Collect every line of the listing that contains the string "item", matching case exactly.

··· Data for the task ···

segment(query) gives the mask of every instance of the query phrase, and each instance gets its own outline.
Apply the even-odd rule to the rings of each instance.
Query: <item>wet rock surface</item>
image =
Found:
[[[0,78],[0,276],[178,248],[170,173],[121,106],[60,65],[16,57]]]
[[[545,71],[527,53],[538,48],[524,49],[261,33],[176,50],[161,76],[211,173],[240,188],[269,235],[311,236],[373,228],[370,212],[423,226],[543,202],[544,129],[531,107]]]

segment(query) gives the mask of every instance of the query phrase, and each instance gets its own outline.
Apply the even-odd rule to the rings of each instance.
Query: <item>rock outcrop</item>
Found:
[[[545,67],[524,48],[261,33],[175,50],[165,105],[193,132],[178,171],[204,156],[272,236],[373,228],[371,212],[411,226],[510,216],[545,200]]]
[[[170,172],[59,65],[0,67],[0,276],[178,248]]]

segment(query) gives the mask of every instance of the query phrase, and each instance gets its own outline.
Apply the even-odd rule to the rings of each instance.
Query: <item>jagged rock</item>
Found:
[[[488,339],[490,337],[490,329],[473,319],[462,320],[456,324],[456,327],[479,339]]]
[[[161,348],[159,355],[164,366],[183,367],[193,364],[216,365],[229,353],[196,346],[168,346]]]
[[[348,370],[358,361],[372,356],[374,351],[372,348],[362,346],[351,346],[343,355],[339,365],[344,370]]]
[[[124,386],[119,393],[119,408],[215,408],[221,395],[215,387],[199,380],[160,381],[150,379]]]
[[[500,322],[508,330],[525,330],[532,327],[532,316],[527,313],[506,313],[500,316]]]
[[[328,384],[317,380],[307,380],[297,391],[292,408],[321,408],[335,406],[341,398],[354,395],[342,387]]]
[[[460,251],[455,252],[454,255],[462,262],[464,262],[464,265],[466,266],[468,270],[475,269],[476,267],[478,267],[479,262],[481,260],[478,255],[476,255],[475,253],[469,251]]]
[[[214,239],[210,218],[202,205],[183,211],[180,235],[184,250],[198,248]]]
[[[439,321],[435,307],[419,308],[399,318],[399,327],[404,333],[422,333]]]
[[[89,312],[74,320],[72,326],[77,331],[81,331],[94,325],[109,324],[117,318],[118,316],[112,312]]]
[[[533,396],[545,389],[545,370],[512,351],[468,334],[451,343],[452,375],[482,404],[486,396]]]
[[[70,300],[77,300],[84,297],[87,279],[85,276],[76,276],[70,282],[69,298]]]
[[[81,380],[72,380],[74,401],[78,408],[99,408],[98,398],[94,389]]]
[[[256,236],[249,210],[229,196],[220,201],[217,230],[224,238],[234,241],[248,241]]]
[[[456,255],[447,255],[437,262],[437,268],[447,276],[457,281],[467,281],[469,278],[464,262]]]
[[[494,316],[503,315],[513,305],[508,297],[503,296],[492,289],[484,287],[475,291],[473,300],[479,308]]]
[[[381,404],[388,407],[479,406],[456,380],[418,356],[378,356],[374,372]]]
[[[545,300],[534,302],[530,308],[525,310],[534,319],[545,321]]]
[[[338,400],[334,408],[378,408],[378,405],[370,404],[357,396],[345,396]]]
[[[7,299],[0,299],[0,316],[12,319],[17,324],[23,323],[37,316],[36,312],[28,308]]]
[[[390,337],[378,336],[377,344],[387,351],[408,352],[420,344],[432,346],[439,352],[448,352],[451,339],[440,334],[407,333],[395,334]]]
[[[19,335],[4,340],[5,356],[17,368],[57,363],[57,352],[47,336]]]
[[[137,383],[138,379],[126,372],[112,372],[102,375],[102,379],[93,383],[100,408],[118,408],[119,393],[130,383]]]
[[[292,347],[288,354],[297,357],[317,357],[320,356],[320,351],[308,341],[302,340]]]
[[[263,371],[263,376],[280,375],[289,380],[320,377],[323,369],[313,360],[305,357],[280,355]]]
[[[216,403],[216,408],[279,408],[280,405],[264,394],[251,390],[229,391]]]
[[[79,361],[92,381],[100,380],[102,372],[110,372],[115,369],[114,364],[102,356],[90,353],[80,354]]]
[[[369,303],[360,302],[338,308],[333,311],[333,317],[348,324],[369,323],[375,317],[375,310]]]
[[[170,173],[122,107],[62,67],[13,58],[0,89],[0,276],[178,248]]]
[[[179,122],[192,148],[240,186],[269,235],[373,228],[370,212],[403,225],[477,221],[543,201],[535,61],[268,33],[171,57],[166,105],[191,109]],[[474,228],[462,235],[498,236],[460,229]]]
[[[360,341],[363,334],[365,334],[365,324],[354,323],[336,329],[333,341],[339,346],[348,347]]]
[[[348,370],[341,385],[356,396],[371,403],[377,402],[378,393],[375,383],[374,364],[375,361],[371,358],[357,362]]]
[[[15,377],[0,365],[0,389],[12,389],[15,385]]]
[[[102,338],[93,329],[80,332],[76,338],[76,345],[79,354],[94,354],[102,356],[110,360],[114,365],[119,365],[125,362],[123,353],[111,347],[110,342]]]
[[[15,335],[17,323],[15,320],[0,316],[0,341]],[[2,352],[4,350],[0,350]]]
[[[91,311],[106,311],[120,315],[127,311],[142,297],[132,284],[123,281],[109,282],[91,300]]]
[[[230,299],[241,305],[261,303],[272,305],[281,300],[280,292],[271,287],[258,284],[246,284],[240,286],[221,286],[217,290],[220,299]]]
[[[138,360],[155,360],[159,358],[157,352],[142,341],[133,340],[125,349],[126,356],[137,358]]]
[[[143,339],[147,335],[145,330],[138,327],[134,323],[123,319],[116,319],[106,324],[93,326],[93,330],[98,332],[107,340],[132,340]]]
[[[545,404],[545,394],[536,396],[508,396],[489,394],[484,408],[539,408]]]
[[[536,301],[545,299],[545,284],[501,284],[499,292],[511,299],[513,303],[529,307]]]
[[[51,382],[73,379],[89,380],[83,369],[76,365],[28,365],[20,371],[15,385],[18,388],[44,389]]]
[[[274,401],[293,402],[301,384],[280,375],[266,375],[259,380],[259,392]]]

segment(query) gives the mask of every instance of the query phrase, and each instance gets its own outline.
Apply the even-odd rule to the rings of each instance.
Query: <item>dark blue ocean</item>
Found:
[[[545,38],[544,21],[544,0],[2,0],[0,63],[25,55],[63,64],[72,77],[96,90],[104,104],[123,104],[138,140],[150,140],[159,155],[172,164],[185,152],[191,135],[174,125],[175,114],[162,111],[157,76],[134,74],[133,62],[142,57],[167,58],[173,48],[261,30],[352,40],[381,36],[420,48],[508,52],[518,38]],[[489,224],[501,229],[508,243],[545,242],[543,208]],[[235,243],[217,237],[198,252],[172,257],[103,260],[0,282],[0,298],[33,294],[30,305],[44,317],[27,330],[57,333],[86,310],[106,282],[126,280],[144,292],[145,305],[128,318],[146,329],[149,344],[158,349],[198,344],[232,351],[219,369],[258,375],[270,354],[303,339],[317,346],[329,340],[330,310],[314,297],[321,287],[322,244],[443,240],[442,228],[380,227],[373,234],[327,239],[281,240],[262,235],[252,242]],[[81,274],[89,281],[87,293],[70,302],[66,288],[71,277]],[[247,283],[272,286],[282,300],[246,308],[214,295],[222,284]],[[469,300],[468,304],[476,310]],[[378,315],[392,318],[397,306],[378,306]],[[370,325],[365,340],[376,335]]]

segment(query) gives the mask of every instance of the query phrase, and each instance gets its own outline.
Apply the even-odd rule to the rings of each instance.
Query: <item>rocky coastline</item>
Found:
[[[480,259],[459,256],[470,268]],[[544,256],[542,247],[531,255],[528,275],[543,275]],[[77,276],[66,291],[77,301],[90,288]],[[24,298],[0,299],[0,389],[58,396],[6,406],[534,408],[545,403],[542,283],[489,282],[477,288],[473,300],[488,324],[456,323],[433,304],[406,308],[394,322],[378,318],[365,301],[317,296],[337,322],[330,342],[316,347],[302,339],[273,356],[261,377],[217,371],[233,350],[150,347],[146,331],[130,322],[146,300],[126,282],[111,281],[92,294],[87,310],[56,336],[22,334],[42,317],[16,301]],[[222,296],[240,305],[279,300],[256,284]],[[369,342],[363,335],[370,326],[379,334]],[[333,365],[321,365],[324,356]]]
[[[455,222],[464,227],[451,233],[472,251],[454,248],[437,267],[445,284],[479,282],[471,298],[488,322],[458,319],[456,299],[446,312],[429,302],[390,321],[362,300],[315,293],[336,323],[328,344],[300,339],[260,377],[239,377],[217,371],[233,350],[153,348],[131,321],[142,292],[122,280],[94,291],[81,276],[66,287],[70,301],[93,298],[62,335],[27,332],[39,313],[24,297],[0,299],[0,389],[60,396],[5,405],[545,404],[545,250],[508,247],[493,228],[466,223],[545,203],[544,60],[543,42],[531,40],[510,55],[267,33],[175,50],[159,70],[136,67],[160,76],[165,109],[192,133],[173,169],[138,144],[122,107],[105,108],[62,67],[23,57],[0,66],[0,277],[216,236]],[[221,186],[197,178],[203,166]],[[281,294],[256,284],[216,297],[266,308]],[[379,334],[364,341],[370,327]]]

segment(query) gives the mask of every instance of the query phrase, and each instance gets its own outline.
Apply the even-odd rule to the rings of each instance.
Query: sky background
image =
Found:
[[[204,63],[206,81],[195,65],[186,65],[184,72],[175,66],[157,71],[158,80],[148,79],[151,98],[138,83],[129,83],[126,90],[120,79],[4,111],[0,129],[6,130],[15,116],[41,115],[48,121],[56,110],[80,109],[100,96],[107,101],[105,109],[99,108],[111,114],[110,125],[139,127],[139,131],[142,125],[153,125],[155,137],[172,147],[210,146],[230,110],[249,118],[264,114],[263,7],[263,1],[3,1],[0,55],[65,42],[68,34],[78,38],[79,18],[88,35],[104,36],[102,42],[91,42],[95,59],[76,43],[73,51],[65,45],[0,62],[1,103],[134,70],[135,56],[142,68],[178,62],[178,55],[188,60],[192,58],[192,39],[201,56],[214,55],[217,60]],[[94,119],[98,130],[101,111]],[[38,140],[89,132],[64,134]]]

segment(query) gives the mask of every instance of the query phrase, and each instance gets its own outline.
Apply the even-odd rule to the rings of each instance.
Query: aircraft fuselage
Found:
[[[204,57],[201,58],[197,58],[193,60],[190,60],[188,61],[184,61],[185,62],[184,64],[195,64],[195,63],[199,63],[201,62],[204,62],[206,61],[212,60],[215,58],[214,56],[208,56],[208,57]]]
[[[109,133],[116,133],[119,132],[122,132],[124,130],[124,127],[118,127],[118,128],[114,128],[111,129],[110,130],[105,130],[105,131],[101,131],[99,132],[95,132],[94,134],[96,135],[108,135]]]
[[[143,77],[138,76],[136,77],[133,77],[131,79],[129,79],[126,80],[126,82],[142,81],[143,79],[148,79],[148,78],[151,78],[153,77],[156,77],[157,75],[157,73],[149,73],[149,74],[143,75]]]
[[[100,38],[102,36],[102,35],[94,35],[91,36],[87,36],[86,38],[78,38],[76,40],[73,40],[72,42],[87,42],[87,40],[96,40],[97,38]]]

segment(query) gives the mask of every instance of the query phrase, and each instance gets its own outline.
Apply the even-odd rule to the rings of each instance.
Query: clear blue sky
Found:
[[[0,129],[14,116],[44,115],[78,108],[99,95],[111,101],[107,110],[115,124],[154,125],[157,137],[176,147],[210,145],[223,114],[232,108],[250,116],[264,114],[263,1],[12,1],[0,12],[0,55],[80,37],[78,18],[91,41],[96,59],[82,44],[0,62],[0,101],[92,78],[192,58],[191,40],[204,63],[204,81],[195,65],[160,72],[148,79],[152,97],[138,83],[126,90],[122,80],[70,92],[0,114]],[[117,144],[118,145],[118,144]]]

···
··· Data for the task ···

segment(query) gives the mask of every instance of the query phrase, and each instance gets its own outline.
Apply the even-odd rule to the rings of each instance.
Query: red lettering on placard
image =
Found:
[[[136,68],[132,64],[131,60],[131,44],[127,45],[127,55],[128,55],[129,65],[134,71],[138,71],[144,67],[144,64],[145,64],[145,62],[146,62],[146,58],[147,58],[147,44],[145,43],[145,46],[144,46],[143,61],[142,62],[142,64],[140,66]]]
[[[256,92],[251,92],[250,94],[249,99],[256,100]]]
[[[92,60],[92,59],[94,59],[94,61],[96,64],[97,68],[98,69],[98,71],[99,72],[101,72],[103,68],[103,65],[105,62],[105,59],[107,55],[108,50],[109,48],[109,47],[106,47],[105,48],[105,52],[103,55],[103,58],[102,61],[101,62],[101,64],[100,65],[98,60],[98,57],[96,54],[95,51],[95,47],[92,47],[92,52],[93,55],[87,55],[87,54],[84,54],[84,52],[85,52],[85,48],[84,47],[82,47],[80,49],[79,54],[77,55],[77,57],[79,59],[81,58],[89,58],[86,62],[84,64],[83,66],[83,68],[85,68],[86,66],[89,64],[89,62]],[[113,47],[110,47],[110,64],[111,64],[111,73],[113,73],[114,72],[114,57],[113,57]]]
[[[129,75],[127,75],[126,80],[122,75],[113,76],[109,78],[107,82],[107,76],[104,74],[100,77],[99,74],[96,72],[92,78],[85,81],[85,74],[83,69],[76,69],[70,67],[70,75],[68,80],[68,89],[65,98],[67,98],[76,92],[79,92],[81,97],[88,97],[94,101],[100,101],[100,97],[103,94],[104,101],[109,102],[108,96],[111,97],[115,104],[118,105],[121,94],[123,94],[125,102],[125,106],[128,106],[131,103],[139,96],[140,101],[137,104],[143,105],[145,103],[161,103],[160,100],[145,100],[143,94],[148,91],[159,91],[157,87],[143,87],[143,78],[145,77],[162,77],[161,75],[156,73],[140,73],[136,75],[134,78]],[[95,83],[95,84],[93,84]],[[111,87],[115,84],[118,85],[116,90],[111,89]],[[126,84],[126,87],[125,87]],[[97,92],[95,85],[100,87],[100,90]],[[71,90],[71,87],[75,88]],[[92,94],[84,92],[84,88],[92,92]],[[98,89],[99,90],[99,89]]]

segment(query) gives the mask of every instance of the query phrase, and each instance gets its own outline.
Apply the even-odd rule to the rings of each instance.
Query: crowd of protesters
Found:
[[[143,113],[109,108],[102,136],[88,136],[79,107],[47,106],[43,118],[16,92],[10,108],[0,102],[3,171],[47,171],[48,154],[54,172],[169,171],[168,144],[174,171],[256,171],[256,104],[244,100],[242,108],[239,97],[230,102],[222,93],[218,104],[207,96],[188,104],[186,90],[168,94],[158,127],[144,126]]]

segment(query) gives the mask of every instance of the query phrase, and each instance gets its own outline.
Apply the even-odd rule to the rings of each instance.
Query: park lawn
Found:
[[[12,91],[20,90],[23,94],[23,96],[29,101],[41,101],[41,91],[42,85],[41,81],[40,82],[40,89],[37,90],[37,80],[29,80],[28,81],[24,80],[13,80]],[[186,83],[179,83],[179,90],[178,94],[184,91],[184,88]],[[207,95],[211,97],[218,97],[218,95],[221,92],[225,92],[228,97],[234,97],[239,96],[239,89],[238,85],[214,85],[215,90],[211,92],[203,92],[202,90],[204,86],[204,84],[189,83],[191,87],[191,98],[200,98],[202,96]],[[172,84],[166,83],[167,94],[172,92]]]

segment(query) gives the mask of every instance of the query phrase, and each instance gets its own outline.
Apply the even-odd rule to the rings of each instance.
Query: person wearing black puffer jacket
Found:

···
··· Data for the task ···

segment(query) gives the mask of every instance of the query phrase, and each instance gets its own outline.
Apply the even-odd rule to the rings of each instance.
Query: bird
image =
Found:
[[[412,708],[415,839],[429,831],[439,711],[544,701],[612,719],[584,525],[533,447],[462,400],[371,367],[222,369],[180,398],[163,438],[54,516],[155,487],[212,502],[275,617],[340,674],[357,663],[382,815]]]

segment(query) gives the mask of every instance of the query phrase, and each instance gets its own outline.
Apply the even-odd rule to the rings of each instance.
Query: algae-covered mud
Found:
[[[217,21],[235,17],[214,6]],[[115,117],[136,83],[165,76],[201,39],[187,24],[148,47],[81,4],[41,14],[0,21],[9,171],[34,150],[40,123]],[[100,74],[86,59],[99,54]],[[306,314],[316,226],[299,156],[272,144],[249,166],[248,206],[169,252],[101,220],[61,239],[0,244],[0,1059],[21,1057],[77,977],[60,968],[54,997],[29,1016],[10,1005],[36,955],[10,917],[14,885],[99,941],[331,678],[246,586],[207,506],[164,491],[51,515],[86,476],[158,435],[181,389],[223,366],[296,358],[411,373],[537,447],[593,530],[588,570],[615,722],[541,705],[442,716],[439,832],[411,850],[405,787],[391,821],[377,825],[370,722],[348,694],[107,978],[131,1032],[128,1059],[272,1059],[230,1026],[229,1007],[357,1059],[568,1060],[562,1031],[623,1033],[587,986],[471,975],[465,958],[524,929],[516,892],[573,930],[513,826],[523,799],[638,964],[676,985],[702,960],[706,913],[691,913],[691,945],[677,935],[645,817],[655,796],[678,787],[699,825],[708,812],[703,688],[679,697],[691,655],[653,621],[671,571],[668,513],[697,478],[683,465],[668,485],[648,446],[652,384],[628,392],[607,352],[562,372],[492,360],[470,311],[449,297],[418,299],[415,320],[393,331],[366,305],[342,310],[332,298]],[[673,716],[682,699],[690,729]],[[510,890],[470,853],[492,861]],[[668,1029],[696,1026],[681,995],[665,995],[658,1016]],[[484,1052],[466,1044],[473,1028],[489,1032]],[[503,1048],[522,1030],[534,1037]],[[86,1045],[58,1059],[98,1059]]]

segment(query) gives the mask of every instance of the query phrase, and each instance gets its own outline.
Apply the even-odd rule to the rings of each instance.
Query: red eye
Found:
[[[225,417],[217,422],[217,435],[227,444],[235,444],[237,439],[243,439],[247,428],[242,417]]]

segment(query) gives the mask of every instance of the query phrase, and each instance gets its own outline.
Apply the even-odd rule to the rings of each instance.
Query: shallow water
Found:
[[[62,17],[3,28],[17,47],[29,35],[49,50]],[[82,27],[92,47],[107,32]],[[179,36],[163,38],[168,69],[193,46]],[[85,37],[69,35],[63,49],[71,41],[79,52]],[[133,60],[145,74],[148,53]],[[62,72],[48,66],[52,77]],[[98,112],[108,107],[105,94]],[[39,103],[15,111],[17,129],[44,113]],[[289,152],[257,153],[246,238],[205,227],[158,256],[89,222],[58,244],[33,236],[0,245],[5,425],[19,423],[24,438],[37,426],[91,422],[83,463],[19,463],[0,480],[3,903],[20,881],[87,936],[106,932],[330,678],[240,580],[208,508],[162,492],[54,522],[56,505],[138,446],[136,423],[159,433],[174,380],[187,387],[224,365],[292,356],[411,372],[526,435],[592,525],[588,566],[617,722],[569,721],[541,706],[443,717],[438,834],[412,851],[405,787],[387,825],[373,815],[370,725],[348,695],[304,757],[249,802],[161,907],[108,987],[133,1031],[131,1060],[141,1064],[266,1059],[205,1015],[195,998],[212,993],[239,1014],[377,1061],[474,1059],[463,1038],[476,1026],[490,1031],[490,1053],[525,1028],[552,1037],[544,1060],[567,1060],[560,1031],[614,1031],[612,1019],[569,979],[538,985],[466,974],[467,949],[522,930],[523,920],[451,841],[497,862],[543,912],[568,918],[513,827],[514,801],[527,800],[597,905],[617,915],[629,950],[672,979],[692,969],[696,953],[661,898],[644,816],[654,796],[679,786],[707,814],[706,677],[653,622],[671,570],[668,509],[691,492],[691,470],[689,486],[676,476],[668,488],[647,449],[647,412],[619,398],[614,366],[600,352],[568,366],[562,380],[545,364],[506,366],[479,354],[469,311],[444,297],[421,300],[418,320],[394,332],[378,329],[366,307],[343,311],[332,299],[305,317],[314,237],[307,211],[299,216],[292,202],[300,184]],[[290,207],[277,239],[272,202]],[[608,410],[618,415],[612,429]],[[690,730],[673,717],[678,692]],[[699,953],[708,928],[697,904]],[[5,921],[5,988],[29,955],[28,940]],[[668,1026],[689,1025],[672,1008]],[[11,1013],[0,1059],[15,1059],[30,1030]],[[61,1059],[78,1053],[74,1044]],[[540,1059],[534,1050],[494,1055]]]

···

[Answer in full]
Query: <item>wet rock surface</item>
Query: <item>rock outcrop</item>
Query: <item>jagged rock</item>
Query: <item>dark blue ocean</item>
Query: <item>rocky coastline</item>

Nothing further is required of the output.